WHAT THE EXERCISE ASKS » Your copy must hold every line of the records word for word. It must hold no pictures.

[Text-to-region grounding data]
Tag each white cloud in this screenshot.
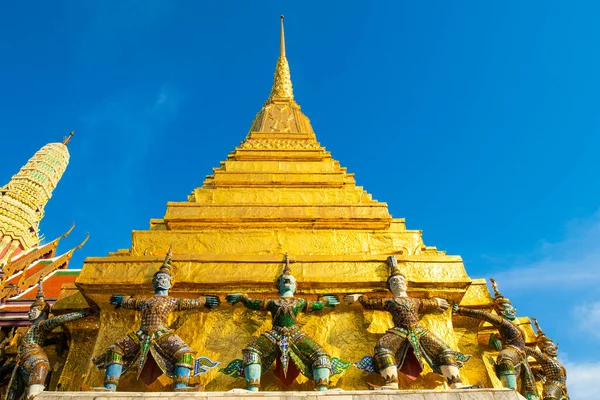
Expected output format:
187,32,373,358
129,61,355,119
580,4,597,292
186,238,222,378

EXPECTED ANSWER »
Tag each white cloud in this screenshot.
Expected output format:
187,32,373,358
129,61,355,119
580,4,597,292
186,238,222,378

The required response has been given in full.